Work to complete: Copy out every line of the data below word for word, but leave out the pictures.
===============
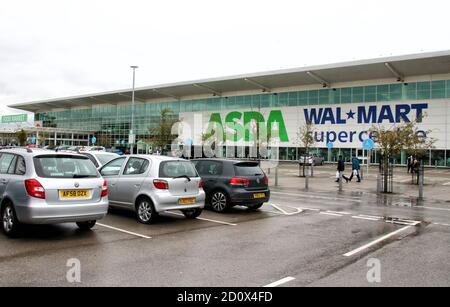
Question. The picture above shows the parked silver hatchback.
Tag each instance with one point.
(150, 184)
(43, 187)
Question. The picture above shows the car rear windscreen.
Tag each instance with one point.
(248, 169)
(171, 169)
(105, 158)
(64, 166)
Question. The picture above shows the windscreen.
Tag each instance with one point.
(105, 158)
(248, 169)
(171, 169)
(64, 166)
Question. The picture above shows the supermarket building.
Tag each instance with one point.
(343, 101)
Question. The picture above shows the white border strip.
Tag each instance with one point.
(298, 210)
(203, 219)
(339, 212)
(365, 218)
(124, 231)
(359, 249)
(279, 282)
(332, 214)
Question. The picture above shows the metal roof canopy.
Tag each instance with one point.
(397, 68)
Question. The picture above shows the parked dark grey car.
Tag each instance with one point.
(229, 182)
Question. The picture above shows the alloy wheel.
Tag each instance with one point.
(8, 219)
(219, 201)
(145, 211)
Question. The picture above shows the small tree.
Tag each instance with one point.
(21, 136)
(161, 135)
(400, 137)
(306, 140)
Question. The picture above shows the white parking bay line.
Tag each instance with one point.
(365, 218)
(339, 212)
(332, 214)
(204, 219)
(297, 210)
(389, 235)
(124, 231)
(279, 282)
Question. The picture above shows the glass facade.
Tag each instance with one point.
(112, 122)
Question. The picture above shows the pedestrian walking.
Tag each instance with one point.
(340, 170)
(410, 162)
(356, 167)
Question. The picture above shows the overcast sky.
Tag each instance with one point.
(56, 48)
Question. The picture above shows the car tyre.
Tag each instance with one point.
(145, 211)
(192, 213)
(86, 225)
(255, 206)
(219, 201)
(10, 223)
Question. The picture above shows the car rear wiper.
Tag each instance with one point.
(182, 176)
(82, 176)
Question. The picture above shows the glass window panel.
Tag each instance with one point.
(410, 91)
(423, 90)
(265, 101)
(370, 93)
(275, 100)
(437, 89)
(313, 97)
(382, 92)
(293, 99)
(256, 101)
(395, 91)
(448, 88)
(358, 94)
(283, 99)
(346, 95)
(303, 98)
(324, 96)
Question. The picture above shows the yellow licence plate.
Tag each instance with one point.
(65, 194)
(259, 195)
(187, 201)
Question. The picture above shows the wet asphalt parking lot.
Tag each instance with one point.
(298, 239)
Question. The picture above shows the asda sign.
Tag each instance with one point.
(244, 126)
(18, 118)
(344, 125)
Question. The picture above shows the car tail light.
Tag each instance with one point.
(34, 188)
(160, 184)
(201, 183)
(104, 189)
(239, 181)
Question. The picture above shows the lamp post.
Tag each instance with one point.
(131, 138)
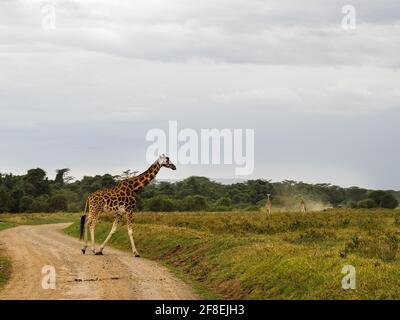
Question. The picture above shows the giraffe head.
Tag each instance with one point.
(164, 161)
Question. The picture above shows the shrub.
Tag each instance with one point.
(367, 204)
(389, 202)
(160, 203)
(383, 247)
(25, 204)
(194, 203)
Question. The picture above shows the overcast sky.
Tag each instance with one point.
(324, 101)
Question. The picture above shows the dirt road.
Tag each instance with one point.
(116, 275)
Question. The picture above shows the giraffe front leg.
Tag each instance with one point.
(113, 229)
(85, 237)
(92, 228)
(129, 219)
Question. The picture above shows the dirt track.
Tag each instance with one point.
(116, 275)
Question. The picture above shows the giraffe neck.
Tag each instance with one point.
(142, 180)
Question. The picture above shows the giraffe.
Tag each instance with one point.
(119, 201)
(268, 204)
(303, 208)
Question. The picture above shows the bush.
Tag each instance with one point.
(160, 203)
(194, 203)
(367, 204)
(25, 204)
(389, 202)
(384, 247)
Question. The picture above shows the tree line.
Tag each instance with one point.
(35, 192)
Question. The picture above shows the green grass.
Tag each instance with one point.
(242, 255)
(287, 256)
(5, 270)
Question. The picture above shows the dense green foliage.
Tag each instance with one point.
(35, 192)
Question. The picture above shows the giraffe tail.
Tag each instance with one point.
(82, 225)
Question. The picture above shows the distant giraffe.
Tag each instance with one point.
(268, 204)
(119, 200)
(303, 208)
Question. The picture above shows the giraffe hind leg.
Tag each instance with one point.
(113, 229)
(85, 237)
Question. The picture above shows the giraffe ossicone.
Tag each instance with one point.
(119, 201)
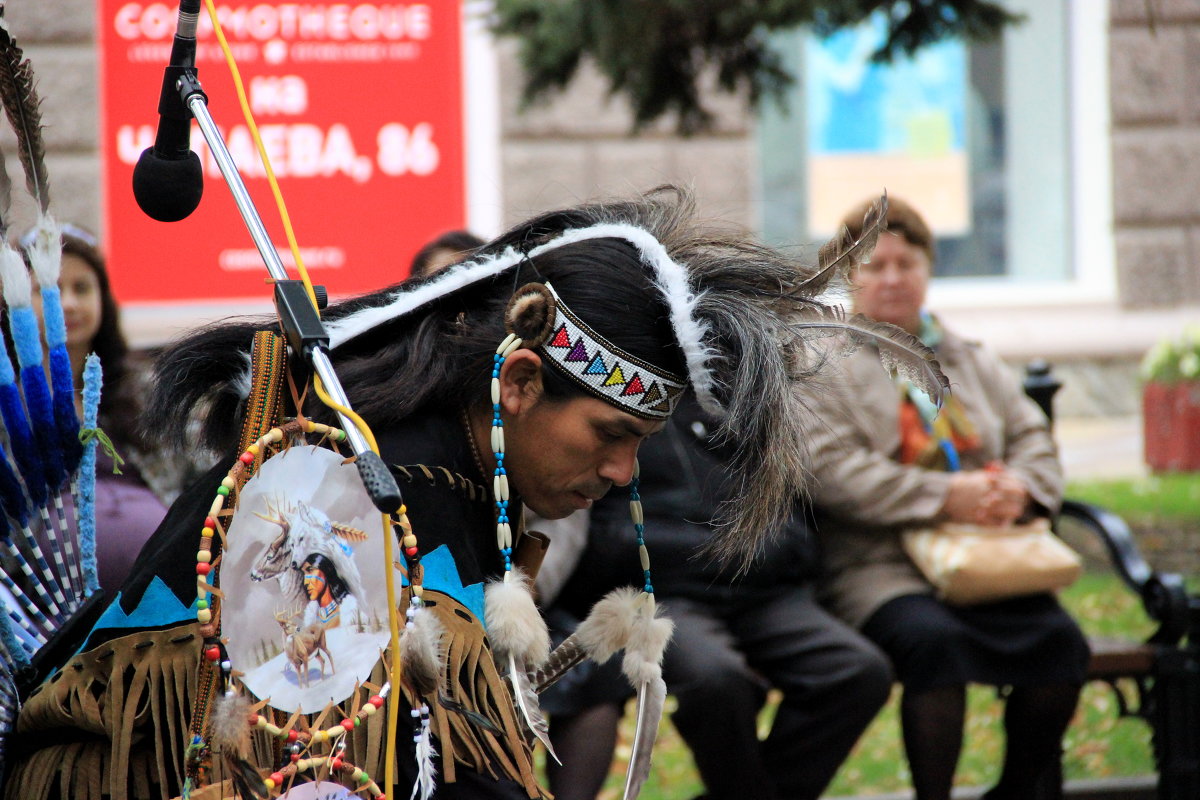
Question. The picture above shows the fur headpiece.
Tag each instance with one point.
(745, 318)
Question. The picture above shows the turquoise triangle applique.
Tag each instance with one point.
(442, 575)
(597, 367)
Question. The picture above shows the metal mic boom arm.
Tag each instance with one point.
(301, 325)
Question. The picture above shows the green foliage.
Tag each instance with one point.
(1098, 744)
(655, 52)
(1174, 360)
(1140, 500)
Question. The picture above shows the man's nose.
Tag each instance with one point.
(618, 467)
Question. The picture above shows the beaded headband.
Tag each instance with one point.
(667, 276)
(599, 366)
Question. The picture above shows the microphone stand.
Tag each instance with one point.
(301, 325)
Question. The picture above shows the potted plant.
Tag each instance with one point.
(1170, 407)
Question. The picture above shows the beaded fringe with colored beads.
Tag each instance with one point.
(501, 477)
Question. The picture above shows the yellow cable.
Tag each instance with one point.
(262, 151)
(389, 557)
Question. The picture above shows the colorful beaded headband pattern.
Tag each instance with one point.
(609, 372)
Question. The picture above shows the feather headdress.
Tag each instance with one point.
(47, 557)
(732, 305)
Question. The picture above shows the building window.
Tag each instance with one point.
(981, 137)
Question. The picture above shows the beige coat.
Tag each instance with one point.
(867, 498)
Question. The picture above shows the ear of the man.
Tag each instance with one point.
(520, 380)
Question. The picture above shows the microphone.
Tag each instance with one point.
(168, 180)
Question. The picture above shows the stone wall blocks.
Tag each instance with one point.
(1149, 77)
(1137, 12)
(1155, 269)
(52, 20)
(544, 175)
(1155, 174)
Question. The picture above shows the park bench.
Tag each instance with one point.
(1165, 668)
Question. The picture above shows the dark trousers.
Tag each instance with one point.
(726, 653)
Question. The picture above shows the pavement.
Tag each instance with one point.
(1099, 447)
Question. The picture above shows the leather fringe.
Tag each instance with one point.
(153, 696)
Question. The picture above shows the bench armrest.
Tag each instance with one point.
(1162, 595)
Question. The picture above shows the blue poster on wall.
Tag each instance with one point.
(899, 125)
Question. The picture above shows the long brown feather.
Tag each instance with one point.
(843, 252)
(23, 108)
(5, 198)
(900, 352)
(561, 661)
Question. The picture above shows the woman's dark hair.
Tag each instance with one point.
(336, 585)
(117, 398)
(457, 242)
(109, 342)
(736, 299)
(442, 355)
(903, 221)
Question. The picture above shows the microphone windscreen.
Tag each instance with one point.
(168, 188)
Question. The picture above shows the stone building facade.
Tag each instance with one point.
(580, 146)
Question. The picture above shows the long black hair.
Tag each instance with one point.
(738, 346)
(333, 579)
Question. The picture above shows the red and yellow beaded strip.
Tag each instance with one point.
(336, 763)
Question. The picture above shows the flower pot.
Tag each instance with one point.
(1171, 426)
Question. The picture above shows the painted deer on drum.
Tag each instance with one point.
===============
Finished answer:
Question. The picture above shows the parked silver hatchback.
Tag each instance with one point.
(150, 184)
(43, 187)
Question. The picture above shows the car rear windscreen.
Tag each instance with one point.
(248, 169)
(171, 169)
(105, 158)
(64, 166)
Question. The picture above shows the windscreen.
Tag each instance with one point.
(105, 158)
(248, 169)
(171, 169)
(64, 166)
Question. The picture above shows the supermarket building.
Tag each instance with one point.
(343, 101)
Question. The picture above shows the white border strip.
Tag each instance with one point.
(298, 210)
(203, 219)
(339, 212)
(365, 218)
(124, 231)
(359, 249)
(279, 282)
(332, 214)
Question. The picture above shows the metal roof canopy.
Tag each instance with one point.
(397, 68)
Question. The picture above shows the parked dark grey car.
Tag each instance with one point.
(229, 182)
Question. The picture above shows the alloy wheel.
Tag each instance with one point.
(8, 219)
(219, 201)
(145, 211)
Question. The picture above shows the small tree.
Tag each instance with one point.
(21, 136)
(161, 135)
(400, 137)
(306, 140)
Question. The picture above shows the white parking bay line.
Tag each instance with one point.
(365, 218)
(339, 212)
(332, 214)
(204, 219)
(297, 210)
(389, 235)
(124, 231)
(279, 282)
Question. The picture above shows the glass facade.
Tag each instance with one point.
(112, 122)
Question. The picture above shows the pedestrian walking.
Tag each instance with one point.
(340, 170)
(410, 162)
(356, 167)
Question. The picture above shows the overcast sky.
Tag each instance with one point.
(56, 48)
Question. The picture above shows the car tyre.
Tag each instance with one point.
(145, 211)
(192, 213)
(86, 225)
(255, 206)
(219, 201)
(10, 223)
Question. The picture above shows the car rear wiper.
Tag each instance with one point.
(182, 176)
(82, 176)
Question. The picture above shows the glass window panel.
Tag each instance with one point.
(410, 91)
(423, 90)
(265, 101)
(370, 93)
(275, 100)
(437, 89)
(313, 97)
(382, 92)
(293, 99)
(256, 101)
(395, 91)
(448, 88)
(358, 94)
(283, 99)
(346, 95)
(303, 98)
(324, 96)
Question. The picture above shows the yellow licence plate.
Tag each instance with one point.
(65, 194)
(259, 195)
(187, 201)
Question. The picture above shows the wet asphalt parking lot.
Tag each instance with one point.
(298, 239)
Question. The picture above shows the asda sign.
Tag each instance with one point.
(244, 126)
(18, 118)
(344, 125)
Question. The picture above shows the car tail light.
Tag each instance with one point.
(34, 188)
(160, 184)
(201, 183)
(104, 189)
(239, 181)
Question. The picture above shows the lamp post.
Tag each instance with one point.
(131, 138)
Question. The picture above shows the giraffe head.
Tag each instance with one point.
(164, 161)
Question. The picture above shows the shrub.
Tag each instance with one point.
(367, 204)
(389, 202)
(160, 203)
(383, 247)
(25, 204)
(194, 203)
Question. The picture above shows the overcast sky.
Tag each instance with one point.
(324, 101)
Question. The picture above shows the dirt road.
Tag each instance with one point.
(116, 275)
Question. The picture above shows the giraffe front leg.
Tag each instance with one point.
(113, 229)
(85, 237)
(92, 228)
(129, 219)
Question. The picture above shows the dirt track.
Tag each instance with one point.
(116, 275)
Question. The picture above shows the giraffe neck.
Tag each instance with one point.
(142, 180)
Question. The picture above shows the giraffe.
Tag each instance with one point.
(119, 201)
(268, 204)
(303, 208)
Question. The picture above shows the bush.
Tag each instance with one point.
(160, 203)
(194, 203)
(367, 204)
(25, 204)
(389, 202)
(384, 247)
Question. The picture above shows the tree line.
Tag each instance with one point.
(35, 192)
Question. The picture above shows the green grass.
Tag each instance with one point.
(242, 255)
(287, 256)
(5, 270)
Question. The picture above shows the dense green foliage.
Tag each instance with one point.
(35, 192)
Question. The picture above shows the giraffe tail.
Tag each instance with one point.
(82, 225)
Question. The picture above shows the distant giraffe.
Tag each instance with one point.
(268, 204)
(119, 200)
(303, 208)
Question. The picture above shows the giraffe hind leg.
Tag each instance with one point.
(113, 229)
(85, 237)
Question. The picture above shows the giraffe ossicone.
Tag each instance with one point.
(119, 201)
Question. The picture above shows the fur headpiece.
Tag each instance with one point.
(745, 318)
Question. The picture above shows the turquoise triangle applique.
Tag each instance with one point.
(442, 575)
(597, 367)
Question. The picture above shows the metal mic boom arm.
Tag each instance with one point.
(301, 325)
Question. The picture above shows the green foliage.
Tag each instance with one point.
(1098, 744)
(655, 52)
(1174, 360)
(1140, 500)
Question. The picture above shows the man's nose.
Tag each instance with one point.
(618, 467)
Question. The picture above shows the beaded headband.
Tag each instance with one point.
(667, 276)
(599, 366)
Question. The picture above shows the microphone stand.
Tag each instance with one point.
(301, 325)
Question. The picture above shows the potted plant.
Tag each instance with one point.
(1170, 407)
Question. The picture above shows the beaded fringe with colored beads.
Tag each instance with one point.
(501, 477)
Question. The picture above shows the yellow cable.
Tag each instance with one point.
(262, 151)
(389, 557)
Question. The picture above shows the colorful beaded headband pattern.
Tag each instance with one point.
(609, 372)
Question. The picture above shows the feather headdress.
Tag each instance with one point.
(47, 557)
(732, 305)
Question. The picture above shows the building window.
Tag each instance with one point.
(981, 137)
Question. The picture above shows the beige coat.
Tag each instance with one point.
(867, 498)
Question. The picture above shows the ear of the man.
Tag each instance with one point.
(520, 380)
Question. The picture above shows the microphone.
Tag each instance with one point.
(168, 180)
Question. The picture above shows the stone wall blocks.
Tag each instance with one point.
(1149, 77)
(1137, 12)
(1155, 269)
(52, 20)
(544, 175)
(1155, 174)
Question. The picture above shows the park bench.
Tag each instance with one point.
(1165, 668)
Question. The picture above shows the dark trousers.
Tag each instance with one point.
(726, 653)
Question. The picture above shows the pavement.
Tag each instance with one point.
(1099, 447)
Question. The picture above shows the leather fringe.
Tag each instance with one point.
(153, 696)
Question. The picture above shows the bench armrest.
Tag each instance with one point.
(1162, 595)
Question. The picture above shows the blue poster on wall.
Tag each instance with one point.
(899, 125)
Question. The picture above shows the long brown feather.
Tag each instance with one point.
(843, 252)
(23, 108)
(5, 198)
(900, 352)
(561, 661)
Question. The picture above shows the woman's dark hair.
Tag each instance with one point.
(336, 585)
(117, 398)
(457, 242)
(109, 342)
(736, 299)
(442, 355)
(903, 221)
Question. The picture above shows the microphone windscreen.
Tag each instance with one point.
(168, 188)
Question. The picture above shows the stone building facade.
Tag each instance with one point.
(580, 146)
Question. The picture above shows the long black hair.
Tag each instance with one point.
(738, 346)
(333, 579)
Question. The picture above shows the red and yellow beaded strip.
Tag each instance with one point.
(336, 763)
Question. The picture above shows the flower pot.
Tag each instance with one point.
(1171, 426)
Question. The picture above shows the painted deer on drum.
Tag each instance with one point.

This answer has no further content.